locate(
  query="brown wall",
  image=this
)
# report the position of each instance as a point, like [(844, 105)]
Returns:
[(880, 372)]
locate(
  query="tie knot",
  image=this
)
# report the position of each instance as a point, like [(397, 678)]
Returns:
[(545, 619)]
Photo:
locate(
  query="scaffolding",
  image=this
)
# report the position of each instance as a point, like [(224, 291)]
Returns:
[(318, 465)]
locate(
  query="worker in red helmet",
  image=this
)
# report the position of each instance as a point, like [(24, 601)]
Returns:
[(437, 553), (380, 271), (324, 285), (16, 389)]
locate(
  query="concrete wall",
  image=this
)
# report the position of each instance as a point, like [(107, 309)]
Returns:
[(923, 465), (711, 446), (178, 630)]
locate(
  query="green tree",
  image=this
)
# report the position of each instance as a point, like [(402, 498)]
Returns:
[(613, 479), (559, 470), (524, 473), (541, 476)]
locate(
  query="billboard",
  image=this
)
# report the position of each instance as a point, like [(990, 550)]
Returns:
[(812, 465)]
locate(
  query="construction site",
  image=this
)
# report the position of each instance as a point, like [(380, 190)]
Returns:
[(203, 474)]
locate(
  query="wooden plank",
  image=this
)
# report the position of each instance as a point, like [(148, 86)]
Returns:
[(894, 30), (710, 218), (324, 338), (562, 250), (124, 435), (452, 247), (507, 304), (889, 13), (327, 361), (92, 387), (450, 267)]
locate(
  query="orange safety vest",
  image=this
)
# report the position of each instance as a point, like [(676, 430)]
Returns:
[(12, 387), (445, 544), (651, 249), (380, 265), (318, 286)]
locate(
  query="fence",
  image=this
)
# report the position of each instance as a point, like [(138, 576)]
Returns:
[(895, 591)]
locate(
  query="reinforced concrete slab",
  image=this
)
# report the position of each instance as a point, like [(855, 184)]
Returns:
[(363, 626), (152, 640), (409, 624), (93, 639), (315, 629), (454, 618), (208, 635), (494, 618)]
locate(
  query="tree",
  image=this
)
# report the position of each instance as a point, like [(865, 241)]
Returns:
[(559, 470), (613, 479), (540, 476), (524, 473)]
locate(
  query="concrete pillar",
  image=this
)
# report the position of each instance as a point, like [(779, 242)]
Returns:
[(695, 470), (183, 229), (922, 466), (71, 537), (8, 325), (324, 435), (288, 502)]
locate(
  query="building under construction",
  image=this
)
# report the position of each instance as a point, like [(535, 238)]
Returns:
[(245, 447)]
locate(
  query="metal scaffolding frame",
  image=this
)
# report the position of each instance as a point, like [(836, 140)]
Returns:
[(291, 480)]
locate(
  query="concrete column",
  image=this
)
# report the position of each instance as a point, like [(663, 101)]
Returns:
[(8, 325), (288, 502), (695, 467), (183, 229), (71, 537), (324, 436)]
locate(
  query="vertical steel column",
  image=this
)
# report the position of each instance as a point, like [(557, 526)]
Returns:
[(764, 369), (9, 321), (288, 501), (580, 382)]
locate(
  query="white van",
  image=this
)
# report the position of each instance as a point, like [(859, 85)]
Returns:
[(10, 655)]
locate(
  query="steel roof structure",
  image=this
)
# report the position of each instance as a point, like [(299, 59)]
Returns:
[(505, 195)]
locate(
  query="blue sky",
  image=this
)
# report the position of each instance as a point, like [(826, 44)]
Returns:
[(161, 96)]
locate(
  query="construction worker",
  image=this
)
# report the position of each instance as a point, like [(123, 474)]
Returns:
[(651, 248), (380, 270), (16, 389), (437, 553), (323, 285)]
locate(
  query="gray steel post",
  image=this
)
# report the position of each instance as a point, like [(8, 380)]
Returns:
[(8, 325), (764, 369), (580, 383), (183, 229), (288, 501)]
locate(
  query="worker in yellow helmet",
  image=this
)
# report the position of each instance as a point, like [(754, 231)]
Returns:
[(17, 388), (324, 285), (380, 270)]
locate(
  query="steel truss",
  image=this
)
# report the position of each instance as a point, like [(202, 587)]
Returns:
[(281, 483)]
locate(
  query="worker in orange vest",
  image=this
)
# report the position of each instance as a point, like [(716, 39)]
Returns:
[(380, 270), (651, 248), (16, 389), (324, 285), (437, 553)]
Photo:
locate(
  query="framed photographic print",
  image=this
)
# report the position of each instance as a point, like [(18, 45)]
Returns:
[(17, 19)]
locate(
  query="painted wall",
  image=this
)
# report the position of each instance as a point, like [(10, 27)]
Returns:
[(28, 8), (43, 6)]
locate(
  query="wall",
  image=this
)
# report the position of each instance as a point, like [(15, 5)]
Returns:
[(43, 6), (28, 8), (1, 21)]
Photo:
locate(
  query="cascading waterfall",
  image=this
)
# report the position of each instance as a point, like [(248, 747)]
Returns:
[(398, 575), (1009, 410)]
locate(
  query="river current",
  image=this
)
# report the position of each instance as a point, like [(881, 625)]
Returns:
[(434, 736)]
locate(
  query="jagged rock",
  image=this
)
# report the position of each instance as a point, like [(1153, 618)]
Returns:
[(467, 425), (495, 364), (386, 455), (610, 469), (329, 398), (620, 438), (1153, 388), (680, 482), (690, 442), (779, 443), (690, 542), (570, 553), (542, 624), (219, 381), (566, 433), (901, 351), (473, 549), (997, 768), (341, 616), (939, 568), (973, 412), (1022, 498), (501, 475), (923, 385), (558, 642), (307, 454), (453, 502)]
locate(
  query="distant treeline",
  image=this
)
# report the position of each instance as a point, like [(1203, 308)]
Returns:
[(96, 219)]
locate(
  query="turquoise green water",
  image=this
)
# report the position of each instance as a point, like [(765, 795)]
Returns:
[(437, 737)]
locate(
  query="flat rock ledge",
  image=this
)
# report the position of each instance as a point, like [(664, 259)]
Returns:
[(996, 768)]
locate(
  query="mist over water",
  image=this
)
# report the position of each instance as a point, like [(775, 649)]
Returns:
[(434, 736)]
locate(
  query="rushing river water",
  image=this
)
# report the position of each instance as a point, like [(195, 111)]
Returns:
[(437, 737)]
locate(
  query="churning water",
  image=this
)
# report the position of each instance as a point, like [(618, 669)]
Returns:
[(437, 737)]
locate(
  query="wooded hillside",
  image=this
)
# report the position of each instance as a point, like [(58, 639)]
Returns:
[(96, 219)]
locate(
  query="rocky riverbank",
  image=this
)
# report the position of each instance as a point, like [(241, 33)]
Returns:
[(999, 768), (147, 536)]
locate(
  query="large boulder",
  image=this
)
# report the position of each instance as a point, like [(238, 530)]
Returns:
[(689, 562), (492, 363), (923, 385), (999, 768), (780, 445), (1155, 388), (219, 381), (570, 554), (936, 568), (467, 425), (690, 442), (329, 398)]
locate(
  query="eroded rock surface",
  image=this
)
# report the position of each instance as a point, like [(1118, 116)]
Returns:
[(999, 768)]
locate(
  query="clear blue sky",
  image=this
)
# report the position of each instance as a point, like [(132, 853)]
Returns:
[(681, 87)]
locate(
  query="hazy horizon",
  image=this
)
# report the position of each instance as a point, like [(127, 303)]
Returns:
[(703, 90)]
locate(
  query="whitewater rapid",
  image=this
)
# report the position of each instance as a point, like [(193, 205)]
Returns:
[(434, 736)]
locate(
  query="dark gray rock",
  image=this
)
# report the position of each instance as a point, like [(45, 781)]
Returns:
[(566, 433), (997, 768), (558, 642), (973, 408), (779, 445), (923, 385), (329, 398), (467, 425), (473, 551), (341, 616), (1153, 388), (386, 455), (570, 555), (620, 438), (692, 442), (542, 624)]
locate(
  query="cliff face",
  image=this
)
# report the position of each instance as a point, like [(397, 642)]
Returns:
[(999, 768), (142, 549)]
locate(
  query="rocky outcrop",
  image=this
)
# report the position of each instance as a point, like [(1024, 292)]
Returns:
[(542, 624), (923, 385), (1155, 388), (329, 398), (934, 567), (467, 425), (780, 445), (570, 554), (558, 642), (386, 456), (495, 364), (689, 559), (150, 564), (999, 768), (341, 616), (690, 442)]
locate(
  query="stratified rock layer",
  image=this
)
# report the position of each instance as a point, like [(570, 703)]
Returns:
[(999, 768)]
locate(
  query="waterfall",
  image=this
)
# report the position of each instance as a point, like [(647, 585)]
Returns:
· · · · · · ·
● TASK INSTRUCTIONS: Collect every line in the records that contains the string "steel", matching case exactly.

● FINAL RESULT:
  query="vertical steel column",
  query="steel roof structure",
  query="gray steel post",
  query="steel truss",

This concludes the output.